-- Exercise aim --
Rewrite the data from the line with "sand, that would help a great deal." through the end of the data, replacing "vertex" with "point" and leaving everything else unchanged. Give only those lines.

-- Exercise materials --
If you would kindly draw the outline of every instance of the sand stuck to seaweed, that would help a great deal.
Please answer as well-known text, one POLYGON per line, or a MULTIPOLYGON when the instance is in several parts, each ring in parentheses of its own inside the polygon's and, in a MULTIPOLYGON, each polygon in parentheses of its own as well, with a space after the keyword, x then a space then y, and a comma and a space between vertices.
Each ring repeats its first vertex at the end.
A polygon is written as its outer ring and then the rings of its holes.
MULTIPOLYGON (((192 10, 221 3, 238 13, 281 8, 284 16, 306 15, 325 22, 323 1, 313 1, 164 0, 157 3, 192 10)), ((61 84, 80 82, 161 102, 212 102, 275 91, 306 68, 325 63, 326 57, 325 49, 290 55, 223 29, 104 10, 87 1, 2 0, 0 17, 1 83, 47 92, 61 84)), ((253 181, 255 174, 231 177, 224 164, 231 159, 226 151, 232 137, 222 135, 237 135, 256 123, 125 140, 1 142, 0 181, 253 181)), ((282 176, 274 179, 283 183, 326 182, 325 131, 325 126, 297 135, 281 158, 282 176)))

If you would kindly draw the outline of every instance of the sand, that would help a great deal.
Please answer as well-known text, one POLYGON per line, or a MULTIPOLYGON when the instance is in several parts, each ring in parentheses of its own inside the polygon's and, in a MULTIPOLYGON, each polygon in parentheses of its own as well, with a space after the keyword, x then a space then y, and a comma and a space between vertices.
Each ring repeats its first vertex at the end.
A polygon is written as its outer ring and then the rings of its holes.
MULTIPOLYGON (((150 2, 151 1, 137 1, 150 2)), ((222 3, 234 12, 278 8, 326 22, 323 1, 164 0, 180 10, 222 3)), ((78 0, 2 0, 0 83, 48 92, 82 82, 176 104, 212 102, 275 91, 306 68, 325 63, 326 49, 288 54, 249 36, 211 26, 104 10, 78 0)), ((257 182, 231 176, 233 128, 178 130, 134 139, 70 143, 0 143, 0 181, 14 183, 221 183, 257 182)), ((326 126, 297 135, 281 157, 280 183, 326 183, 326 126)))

-- Reply --
If you would kindly draw the outline of every instance of the sand, that would help a great deal.
Please answer as well-known text, one POLYGON per line, or a MULTIPOLYGON when the instance is in several parts, each ring in parentheses of its own inside the polygon's and, in a MULTIPOLYGON, each polygon in parentheses of its own as well, with a space after the keyword, x then a space then y, and a comma and a space between vertices.
Each ring repeats its first point at the end.
A polygon is written as its outer ring and then the rings of its holes.
MULTIPOLYGON (((150 2, 151 1, 137 1, 150 2)), ((222 3, 234 12, 278 8, 326 22, 323 1, 164 0, 180 10, 222 3)), ((78 0, 2 0, 0 83, 48 92, 82 82, 176 104, 212 102, 275 91, 306 68, 325 63, 326 49, 288 54, 249 36, 211 26, 104 10, 78 0)), ((257 182, 231 176, 233 128, 178 130, 134 139, 70 143, 0 143, 0 181, 14 183, 221 183, 257 182)), ((326 126, 297 135, 281 157, 280 183, 326 183, 326 126)))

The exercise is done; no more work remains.